» Exercise directions:
Lay out the stretch from the line containing "outline dark ground" through the end of the rows as a Markdown table with the columns No. and Line. Number each line and skip any blank ones.

(Items listed in a dataset)
-- start --

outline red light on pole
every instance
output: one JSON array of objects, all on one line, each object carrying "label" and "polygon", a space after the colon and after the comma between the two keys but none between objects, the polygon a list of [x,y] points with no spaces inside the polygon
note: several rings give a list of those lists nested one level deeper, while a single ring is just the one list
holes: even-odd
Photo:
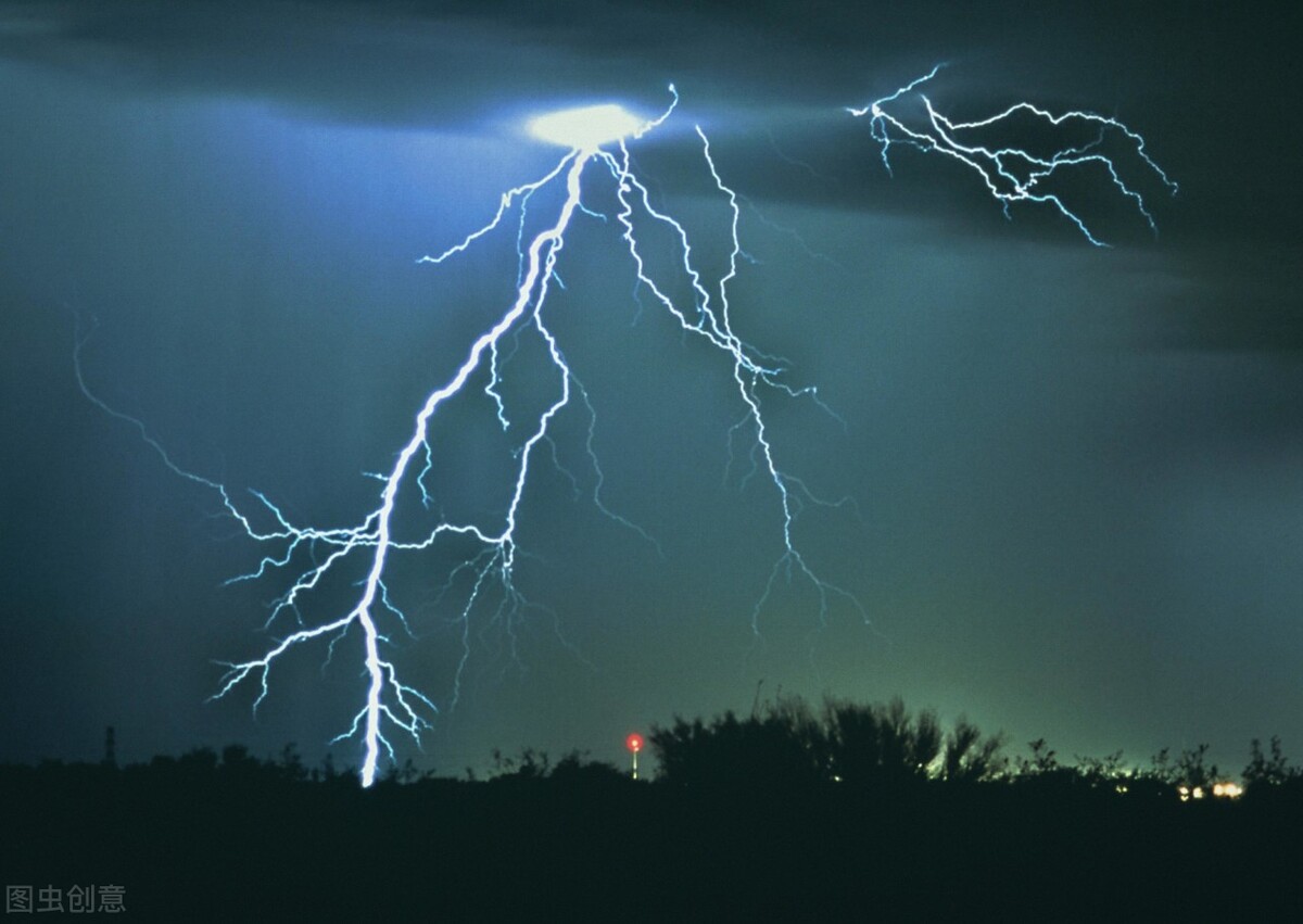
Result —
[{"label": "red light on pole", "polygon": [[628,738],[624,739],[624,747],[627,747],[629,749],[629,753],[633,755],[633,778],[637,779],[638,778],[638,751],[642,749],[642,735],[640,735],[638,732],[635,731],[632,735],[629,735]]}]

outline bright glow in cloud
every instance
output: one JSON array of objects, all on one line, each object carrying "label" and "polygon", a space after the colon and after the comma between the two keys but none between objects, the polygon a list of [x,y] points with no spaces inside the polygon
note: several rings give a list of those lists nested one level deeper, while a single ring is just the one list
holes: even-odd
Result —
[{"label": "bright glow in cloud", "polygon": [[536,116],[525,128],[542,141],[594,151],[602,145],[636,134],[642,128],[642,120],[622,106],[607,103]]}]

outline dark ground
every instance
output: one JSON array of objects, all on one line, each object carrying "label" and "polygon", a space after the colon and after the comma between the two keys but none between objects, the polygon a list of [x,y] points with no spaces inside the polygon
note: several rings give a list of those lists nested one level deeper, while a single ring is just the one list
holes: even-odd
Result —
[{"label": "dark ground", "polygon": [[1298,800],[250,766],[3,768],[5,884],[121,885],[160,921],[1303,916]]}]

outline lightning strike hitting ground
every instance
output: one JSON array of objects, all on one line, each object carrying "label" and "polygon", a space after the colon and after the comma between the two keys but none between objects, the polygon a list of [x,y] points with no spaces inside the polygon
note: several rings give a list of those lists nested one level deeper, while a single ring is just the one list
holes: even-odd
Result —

-- end --

» Task result:
| No. | Line |
|---|---|
| 1 | outline dark ground |
| 2 | every instance |
| 3 | output: one JSON array of objects, all on one line, each object carrying "label" and "polygon", a space after the colon and after the comma between the two keys but none between objects, the polygon a list of [x,y] points with no spaces inside the polygon |
| 4 | note: several rings give a list of those lists nested one level deeper, while a single ring is just the one list |
| 5 | holes: even-odd |
| 6 | Result — |
| 7 | [{"label": "dark ground", "polygon": [[1298,800],[250,766],[3,768],[5,884],[121,885],[160,921],[1303,916]]}] |
| 8 | outline lightning strike hitting ground |
| 9 | every instance |
| 10 | output: one JSON array of objects, all on one line, each object carrying "label" and "polygon", a space after the colon and after the comma between the two keys but none between objects, the polygon a list of [x,y] points with no spaces inside the polygon |
| 11 | note: several rings give a list of those lists nested one level deeper, while a single ring is just the one list |
| 12 | holes: even-odd |
| 13 | Result — |